— BEGIN Input for this task —

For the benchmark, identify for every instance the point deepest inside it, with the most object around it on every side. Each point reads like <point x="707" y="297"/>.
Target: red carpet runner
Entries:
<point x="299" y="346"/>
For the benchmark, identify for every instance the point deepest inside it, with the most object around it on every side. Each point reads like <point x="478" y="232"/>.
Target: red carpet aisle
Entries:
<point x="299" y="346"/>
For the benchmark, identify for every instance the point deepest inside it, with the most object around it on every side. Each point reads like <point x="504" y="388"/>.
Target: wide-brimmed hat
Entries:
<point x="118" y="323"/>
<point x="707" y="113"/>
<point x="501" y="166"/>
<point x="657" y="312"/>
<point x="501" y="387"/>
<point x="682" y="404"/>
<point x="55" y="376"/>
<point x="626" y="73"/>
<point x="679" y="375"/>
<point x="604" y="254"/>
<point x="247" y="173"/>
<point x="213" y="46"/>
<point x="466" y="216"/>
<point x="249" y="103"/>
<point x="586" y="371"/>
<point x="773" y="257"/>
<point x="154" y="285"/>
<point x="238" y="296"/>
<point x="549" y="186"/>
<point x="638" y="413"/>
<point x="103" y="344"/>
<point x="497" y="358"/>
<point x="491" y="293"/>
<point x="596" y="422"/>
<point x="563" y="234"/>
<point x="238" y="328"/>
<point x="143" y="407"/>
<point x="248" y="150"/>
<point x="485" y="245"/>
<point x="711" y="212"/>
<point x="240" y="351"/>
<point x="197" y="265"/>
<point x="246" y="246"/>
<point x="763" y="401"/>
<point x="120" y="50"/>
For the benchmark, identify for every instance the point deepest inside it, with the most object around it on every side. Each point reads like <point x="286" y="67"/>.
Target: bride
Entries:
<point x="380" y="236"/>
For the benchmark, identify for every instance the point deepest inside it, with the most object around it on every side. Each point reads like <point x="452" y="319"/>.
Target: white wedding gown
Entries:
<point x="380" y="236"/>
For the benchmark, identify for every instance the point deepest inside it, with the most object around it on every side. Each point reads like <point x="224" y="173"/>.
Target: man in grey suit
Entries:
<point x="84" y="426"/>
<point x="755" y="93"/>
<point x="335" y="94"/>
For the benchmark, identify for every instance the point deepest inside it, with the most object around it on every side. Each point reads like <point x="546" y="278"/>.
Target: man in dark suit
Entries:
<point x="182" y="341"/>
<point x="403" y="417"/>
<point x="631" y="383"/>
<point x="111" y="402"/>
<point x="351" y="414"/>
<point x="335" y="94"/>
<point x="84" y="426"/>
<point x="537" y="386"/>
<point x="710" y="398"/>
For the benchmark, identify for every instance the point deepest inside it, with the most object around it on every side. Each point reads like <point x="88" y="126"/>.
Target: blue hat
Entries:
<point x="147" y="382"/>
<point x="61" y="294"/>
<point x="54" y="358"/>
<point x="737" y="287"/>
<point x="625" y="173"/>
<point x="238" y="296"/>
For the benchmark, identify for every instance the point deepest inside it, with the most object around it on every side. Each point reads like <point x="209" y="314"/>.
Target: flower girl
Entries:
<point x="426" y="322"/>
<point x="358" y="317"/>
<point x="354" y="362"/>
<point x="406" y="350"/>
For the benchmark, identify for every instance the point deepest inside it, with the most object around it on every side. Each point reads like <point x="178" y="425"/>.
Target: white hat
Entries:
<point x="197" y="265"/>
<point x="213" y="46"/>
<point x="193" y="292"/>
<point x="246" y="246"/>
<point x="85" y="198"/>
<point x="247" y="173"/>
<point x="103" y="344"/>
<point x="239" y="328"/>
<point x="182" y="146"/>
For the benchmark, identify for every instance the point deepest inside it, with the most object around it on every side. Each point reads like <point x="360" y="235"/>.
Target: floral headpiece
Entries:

— END Input for this task —

Given instruction
Every entry should be printed again exactly as it stands.

Final result
For the benchmark, identify for every instance the point deepest inside it, with the most object around it on every side. Each point reads like <point x="707" y="297"/>.
Target: red carpet runner
Entries:
<point x="299" y="346"/>
For the benchmark, identify for every instance the point deepest inside it, with the most object around it on every side. Each point reads like <point x="478" y="232"/>.
Target: red carpet aisle
Entries:
<point x="299" y="346"/>
For the benchmark, identify for every instance the point deepest inside it, with the most object around it on every side. Each point reads like <point x="504" y="388"/>.
Target: wide-brimmed hat
Entries:
<point x="118" y="323"/>
<point x="707" y="113"/>
<point x="501" y="166"/>
<point x="657" y="312"/>
<point x="501" y="387"/>
<point x="682" y="404"/>
<point x="55" y="376"/>
<point x="626" y="73"/>
<point x="679" y="375"/>
<point x="604" y="254"/>
<point x="247" y="173"/>
<point x="213" y="46"/>
<point x="466" y="216"/>
<point x="249" y="103"/>
<point x="586" y="371"/>
<point x="773" y="257"/>
<point x="154" y="285"/>
<point x="238" y="296"/>
<point x="549" y="186"/>
<point x="638" y="413"/>
<point x="103" y="344"/>
<point x="497" y="358"/>
<point x="491" y="293"/>
<point x="596" y="422"/>
<point x="563" y="234"/>
<point x="238" y="328"/>
<point x="143" y="407"/>
<point x="248" y="150"/>
<point x="485" y="245"/>
<point x="711" y="212"/>
<point x="240" y="351"/>
<point x="197" y="265"/>
<point x="246" y="246"/>
<point x="763" y="401"/>
<point x="120" y="50"/>
For the benchmark, identify for every instance the point deepest inside it, with the most object around it on every side. Each point reads like <point x="286" y="67"/>.
Target: bride
Entries:
<point x="380" y="236"/>
For the benchmark, identify for every instance the point deepest inside it, with the most object around it on every side. Each point reads like <point x="452" y="319"/>.
Target: white wedding gown
Entries:
<point x="380" y="236"/>
For the benchmark, identify for every instance the point deepest inside it, with the most object around it on every side. Each point reads like <point x="224" y="173"/>.
Target: man in grey suit
Entries:
<point x="84" y="426"/>
<point x="755" y="93"/>
<point x="335" y="94"/>
For the benchmark, identify for every instance the point deepest inside it, with the most object around it on every side. Each point reads like <point x="546" y="278"/>.
Target: man in dark suit
Entries:
<point x="182" y="341"/>
<point x="403" y="417"/>
<point x="631" y="383"/>
<point x="111" y="402"/>
<point x="351" y="414"/>
<point x="335" y="94"/>
<point x="84" y="426"/>
<point x="537" y="386"/>
<point x="710" y="398"/>
For the benchmark, identify for every instance the point deepest inside it, with the most object around it on every side. Each point reads like <point x="88" y="126"/>.
Target: blue hat
Entries:
<point x="147" y="382"/>
<point x="61" y="294"/>
<point x="54" y="358"/>
<point x="737" y="287"/>
<point x="625" y="173"/>
<point x="238" y="296"/>
For the benchmark, identify for every instance the point deepest inside it, with the most object around it on every side. Each point reads like <point x="209" y="314"/>.
Target: flower girl
Entries:
<point x="426" y="322"/>
<point x="358" y="317"/>
<point x="354" y="362"/>
<point x="406" y="350"/>
For the benchmark, identify for every instance the point deepest inside it, with the most object around it on every side. Each point reads like <point x="178" y="425"/>.
Target: white hat
Entries:
<point x="197" y="265"/>
<point x="213" y="46"/>
<point x="193" y="292"/>
<point x="246" y="246"/>
<point x="85" y="198"/>
<point x="247" y="173"/>
<point x="103" y="344"/>
<point x="239" y="328"/>
<point x="182" y="146"/>
For the benchmark, identify for every instance the point deepest inside it, with the most object around it on every side. Each point reads like <point x="360" y="235"/>.
Target: floral headpiece
Entries:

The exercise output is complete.